::: Supplied text :::

|Bishop of Carlisle|
|In office||2000 – April 2009 (retired)|
|Other post(s)||Bishop of Willesden (1992–2000)|
|Ordination||1967 (deacon); 1968 (priest)|
|Consecration||22 May 1992|
|Born||4 July 1942|
|Parents||Ronald and Dorothy Christie|
|Spouse||Molly Sturges (m. 1966)|
|Children||3 adult sons; 1 adult daughter|
|Alma mater||The Queen's College, Oxford|
Geoffrey Graham Dow (born 4 July 1942) is a retired British Anglican bishop. He was the Bishop of Carlisle from 2000 to 2009, the 66th holder of the office. He is a well-known Evangelical.
Born in 1942, in Edmonton, London, Dow was educated at St Albans School and The Queen's College, Oxford.
Before his arrival in Carlisle, Dow was the vicar of Holy Trinity Church, Coventry prior to his appointment as Bishop of Willesden (an area bishopric in the Diocese of London) in 1992. He was consecrated as bishop on 22 May 1992 at St Paul's Cathedral, by George Carey, Archbishop of Canterbury.
Dow was made the Bishop of Carlisle in 2000 and retired from this position at the end of April 2009.
Dow was one of the rebel bishops who signed a letter against Rowan Williams' decision not to block the appointment of Jeffrey John as Bishop of Reading in 2003. The other diocesan bishop signatories (referred to, since there were nine, as the Nazgûl) were: Michael Scott-Joynt (Bishop of Winchester), Michael Langrish (Exeter), Michael Nazir-Ali (Rochester), Peter Forster (Chester), James Jones (Liverpool), George Cassidy (Southwell & Nottingham), John Hind (Chichester) and David James (Bradford).

::: Information :::

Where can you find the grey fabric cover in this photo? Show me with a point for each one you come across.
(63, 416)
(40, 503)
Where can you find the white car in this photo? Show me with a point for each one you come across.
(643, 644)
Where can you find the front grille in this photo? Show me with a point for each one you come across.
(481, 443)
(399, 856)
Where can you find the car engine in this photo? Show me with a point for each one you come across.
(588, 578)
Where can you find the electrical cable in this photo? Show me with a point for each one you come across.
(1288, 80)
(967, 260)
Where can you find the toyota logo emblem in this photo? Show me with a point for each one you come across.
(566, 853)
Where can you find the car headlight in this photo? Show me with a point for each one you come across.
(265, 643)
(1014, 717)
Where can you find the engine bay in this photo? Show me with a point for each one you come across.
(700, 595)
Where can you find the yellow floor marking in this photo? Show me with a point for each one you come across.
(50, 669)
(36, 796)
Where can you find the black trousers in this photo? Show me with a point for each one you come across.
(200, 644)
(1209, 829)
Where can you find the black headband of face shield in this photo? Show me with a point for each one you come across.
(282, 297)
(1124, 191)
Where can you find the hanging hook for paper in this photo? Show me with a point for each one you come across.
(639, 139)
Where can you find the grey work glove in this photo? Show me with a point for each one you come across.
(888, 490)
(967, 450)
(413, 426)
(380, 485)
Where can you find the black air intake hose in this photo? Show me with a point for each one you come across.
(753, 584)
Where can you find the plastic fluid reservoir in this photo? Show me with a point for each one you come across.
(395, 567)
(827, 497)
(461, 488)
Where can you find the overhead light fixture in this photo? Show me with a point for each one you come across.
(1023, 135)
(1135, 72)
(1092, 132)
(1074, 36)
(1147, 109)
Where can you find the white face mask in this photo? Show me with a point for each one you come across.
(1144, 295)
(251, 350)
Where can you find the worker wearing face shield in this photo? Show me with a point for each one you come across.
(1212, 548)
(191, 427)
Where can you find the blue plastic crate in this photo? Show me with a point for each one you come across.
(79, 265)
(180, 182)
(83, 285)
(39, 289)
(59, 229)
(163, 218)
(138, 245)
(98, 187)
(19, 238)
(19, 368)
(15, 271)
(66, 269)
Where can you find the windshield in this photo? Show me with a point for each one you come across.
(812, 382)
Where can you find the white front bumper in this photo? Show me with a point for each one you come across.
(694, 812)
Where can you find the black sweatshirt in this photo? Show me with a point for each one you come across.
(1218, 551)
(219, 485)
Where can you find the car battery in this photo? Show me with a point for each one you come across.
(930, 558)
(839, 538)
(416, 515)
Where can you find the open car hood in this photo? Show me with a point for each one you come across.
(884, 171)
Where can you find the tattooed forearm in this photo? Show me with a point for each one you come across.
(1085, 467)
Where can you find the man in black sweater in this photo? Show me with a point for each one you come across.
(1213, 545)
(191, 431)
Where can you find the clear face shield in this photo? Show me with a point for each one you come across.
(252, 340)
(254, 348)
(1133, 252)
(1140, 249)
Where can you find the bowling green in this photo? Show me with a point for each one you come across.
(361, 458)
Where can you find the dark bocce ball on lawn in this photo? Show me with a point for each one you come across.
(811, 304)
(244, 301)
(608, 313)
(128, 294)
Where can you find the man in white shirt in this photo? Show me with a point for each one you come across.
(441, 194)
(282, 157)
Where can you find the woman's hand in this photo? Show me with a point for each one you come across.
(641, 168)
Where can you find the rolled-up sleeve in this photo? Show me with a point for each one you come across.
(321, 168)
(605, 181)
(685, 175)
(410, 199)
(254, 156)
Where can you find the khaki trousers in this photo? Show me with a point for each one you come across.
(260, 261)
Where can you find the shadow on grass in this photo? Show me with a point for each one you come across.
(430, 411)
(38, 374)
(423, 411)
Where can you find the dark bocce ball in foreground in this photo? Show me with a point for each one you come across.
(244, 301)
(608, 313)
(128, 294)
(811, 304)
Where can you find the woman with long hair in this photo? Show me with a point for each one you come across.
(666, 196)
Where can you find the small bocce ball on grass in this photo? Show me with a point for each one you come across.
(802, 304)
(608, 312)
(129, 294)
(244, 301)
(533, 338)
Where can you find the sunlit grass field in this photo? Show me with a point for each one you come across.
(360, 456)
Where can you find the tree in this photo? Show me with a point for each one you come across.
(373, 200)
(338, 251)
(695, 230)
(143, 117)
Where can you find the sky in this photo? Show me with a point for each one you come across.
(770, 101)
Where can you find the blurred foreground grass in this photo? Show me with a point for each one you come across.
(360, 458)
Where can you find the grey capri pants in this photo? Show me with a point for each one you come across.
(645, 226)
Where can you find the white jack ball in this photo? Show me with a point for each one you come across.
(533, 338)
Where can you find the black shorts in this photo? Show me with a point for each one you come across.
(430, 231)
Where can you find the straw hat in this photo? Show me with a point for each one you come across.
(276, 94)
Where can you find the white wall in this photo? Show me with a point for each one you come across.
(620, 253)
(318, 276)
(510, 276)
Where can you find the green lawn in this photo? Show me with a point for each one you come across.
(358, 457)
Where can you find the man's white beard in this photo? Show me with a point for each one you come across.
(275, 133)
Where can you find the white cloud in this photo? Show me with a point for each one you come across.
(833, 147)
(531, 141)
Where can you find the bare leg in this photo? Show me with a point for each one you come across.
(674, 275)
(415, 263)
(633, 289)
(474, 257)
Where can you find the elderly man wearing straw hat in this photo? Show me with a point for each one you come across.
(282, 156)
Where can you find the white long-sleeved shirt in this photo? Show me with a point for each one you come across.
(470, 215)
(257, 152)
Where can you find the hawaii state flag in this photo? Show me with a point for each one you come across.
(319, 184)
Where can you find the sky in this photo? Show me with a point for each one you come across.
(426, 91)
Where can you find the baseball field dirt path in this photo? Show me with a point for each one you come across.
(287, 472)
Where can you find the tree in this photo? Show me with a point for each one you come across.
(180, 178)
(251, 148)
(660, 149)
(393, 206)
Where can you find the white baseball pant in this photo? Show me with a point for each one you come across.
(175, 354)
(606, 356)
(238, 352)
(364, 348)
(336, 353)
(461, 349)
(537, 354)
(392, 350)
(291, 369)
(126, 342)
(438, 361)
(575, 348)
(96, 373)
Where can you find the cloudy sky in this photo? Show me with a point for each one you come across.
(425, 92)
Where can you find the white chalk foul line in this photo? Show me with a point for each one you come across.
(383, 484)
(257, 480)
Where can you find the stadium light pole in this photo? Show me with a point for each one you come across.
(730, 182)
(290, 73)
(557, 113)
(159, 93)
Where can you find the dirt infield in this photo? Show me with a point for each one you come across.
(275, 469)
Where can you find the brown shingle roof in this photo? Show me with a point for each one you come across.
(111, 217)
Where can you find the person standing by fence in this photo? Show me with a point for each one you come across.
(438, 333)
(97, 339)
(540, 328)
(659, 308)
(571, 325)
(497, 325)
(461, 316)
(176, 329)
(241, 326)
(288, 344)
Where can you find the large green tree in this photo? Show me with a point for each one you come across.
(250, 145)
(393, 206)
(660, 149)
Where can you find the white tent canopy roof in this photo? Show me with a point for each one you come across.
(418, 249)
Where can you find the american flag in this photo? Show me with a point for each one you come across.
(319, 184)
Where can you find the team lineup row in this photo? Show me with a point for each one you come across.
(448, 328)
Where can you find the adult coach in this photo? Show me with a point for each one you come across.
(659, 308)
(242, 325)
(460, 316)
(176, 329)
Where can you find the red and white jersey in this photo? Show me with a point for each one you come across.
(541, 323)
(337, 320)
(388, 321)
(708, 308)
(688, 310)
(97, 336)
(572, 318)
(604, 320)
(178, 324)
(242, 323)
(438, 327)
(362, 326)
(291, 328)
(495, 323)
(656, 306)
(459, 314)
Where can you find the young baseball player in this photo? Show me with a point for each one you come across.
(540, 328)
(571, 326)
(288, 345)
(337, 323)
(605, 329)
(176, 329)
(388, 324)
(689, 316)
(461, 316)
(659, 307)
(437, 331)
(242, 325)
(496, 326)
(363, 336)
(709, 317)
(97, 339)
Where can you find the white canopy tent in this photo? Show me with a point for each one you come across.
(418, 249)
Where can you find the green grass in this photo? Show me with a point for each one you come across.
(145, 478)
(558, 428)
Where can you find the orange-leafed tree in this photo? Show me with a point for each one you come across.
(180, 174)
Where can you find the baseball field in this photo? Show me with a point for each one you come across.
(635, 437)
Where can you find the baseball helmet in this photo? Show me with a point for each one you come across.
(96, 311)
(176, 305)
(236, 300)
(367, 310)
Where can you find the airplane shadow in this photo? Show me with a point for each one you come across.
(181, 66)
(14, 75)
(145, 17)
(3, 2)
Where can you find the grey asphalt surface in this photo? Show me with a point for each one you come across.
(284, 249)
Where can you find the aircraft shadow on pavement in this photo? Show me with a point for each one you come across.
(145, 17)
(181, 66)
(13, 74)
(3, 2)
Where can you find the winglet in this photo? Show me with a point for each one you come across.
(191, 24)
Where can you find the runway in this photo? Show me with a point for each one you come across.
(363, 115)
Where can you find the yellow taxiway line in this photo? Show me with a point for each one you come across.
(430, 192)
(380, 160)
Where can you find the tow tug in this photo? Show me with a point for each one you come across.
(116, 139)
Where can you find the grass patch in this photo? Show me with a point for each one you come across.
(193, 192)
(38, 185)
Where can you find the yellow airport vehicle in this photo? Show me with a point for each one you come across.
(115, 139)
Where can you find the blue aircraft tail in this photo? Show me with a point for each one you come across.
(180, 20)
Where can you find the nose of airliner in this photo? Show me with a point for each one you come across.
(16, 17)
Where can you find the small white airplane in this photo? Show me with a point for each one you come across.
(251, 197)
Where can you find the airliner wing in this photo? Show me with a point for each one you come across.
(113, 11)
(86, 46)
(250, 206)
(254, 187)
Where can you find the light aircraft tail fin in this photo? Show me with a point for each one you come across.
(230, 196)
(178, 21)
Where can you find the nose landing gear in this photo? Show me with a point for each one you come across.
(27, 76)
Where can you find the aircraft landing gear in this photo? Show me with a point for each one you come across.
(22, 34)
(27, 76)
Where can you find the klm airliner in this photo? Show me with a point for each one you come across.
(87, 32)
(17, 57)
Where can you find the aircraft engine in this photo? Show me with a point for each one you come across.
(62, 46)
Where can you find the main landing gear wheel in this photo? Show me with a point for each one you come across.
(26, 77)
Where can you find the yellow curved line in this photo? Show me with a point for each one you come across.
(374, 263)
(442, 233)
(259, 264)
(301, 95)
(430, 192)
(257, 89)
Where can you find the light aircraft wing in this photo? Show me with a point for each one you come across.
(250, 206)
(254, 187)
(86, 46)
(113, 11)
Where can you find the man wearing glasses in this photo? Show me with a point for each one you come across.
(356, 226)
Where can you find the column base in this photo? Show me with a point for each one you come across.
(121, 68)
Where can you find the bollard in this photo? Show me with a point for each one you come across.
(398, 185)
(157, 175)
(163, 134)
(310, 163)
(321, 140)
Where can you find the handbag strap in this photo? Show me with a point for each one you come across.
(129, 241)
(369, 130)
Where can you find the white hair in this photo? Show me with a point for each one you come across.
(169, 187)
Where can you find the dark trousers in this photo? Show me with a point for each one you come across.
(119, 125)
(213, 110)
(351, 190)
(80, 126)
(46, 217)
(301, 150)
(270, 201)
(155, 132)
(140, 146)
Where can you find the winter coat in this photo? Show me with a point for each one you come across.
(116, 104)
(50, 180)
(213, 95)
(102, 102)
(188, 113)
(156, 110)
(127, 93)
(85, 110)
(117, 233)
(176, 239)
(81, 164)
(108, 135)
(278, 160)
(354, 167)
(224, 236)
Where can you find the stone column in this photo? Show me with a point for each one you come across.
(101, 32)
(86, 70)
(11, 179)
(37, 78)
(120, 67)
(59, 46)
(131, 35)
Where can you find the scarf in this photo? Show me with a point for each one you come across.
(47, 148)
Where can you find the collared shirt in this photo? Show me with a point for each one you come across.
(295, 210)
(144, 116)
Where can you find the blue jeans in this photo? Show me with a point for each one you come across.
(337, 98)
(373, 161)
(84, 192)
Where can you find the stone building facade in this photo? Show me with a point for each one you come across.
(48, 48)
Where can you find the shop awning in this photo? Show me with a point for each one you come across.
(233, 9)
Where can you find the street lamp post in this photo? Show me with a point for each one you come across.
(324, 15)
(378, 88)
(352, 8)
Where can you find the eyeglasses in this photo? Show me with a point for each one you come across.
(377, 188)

:::

Activity 1 -
Reproduce the article on Geoffrey Dow from "Born in 1942, in" up to and including "of April 2009.".
Activity 2 -
Pick up the article on Geoffrey Dow after its final sentence and carry it on.
This material is unrelated to the article on Geoffrey Dow.

Written response 1 -
Born in 1942, in Edmonton, London, Dow was educated at St Albans School and The Queen's College, Oxford.
Before his arrival in Carlisle, Dow was the vicar of Holy Trinity Church, Coventry prior to his appointment as Bishop of Willesden (an area bishopric in the Diocese of London) in 1992. He was consecrated as bishop on 22 May 1992 at St Paul's Cathedral, by George Carey, Archbishop of Canterbury.
Dow was made the Bishop of Carlisle in 2000 and retired from this position at the end of April 2009.

Written response 2 -
In 2005, Dow attracted media attention when he said that a stone in Carlisle inscribed with a 16th-century curse should be removed. The curse was pronounced on the Border Reivers by the Archbishop of Glasgow and was inscribed on a stone as part of the city's millennium celebrations. Subsequently, some Carlisle residents blamed disasters, such as an outbreak of foot-and-mouth disease, flooding and the relegation of the local football team from its league on the presence of the stone. Dow stated that "The original curse was not a godly act. For this reason I have always said that it would be better if the stone were not there" and said he intended to ask the current archbishop of Glasgow, Mario Conti, to come to Carlisle and perform a blessing to remove the curse.
Dow's activities have included giving a blessing at the launch of HMS Astute in Barrow-in-Furness on 8 June 2007.
In July 2007, following widespread storms over parts of the United Kingdom, Dow stated that he believed the resulting flooding (in which several people were killed) was an act of divine retribution, the result of God's "strong and definite judgement" on the "moral degradation" of British society. In particular, he blamed the economic exploitation of poorer nations and the United Kingdom's introduction of laws aimed at reducing discrimination against gay people, notably the proposals to introduce same-sex marriage. He stated that "the Sexual Orientation Regulations are part of a general scene of permissiveness. We are in a situation where we are liable for God's judgement."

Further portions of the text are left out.